- [Exercise prompt] Carry on the mailing-list reply about the uaccess logging patch from its last sentence.

[PATCH] kernel: introduce prctl(PR_LOG_UACCESS)

David Hildenbrand david at redhat.com
Wed Sep 22 10:46:47 PDT 2021


On 22.09.21 08:18, Peter Collingbourne wrote:
> This patch introduces a kernel feature known as uaccess logging.
> With uaccess logging, the userspace program passes the address and size
> of a so-called uaccess buffer to the kernel via a prctl(). The prctl()
> is a request for the kernel to log any uaccesses made during the next
> syscall to the uaccess buffer. When the next syscall returns, the address
> one past the end of the logged uaccess buffer entries is written to the
> location specified by the third argument to the prctl(). In this way,
> the userspace program may enumerate the uaccesses logged to the access
> buffer to determine which accesses occurred.

- [Excerpted records]
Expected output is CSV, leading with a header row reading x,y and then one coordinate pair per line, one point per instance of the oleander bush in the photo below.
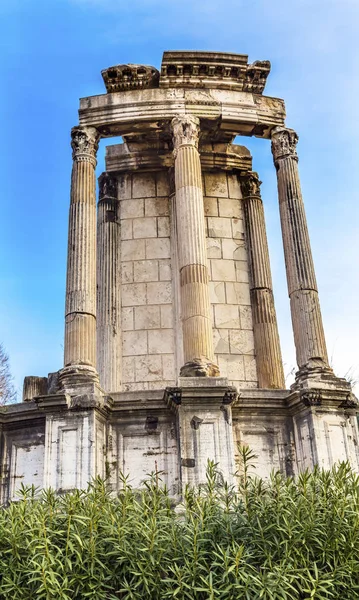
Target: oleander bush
x,y
278,539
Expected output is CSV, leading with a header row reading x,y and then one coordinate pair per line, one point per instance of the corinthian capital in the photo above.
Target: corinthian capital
x,y
185,131
250,184
84,143
284,143
107,184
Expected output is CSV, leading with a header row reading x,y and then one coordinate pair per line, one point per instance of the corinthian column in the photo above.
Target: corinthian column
x,y
266,337
302,286
192,253
80,313
108,286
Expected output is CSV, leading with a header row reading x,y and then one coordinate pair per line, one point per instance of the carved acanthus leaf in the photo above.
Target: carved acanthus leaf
x,y
250,184
284,143
185,131
84,142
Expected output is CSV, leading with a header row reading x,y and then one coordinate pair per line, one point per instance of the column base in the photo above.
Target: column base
x,y
199,368
321,379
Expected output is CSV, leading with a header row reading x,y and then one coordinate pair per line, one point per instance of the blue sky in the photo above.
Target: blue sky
x,y
52,53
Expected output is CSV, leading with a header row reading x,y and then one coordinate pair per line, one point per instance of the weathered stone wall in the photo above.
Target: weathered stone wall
x,y
229,285
147,311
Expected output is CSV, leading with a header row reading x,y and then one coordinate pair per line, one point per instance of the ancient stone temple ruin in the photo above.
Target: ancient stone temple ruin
x,y
172,353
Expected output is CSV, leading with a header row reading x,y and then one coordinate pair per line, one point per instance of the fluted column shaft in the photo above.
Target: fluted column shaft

- [Answer to this task]
> 
> Uaccess logging has several use cases focused around bug detection
> tools:
> 
> 1) Userspace memory safety tools such as ASan, MSan, HWASan and tools
>     making use of the ARM Memory Tagging Extension (MTE) need to monitor
>     all memory accesses in a program so that they can detect memory
>     errors. For accesses made purely in userspace, this is achieved
>     via compiler instrumentation, or for MTE, via direct hardware
>     support. However, accesses made by the kernel on behalf of the
>     user program via syscalls (i.e. uaccesses) are invisible to these
>     tools. With MTE there is some level of error detection possible in
>     the kernel (in synchronous mode, bad accesses generally result in
>     returning -EFAULT from the syscall), but by the time we get back to
>     userspace we've lost the information about the address and size of the
>     failed access, which makes it harder to produce a useful error report.
> 
>     With the current versions of the sanitizers, we address this by
>     interposing the libc syscall stubs with a wrapper that checks the
>     memory based on what we believe the uaccesses will be. However, this
>     creates a maintenance burden: each syscall must be annotated with
>     its uaccesses in order to be recognized by the sanitizer, and these
>     annotations must be continuously updated as the kernel changes. This
>     is especially burdensome for syscalls such as ioctl(2) which have a
>     large surface area of possible uaccesses.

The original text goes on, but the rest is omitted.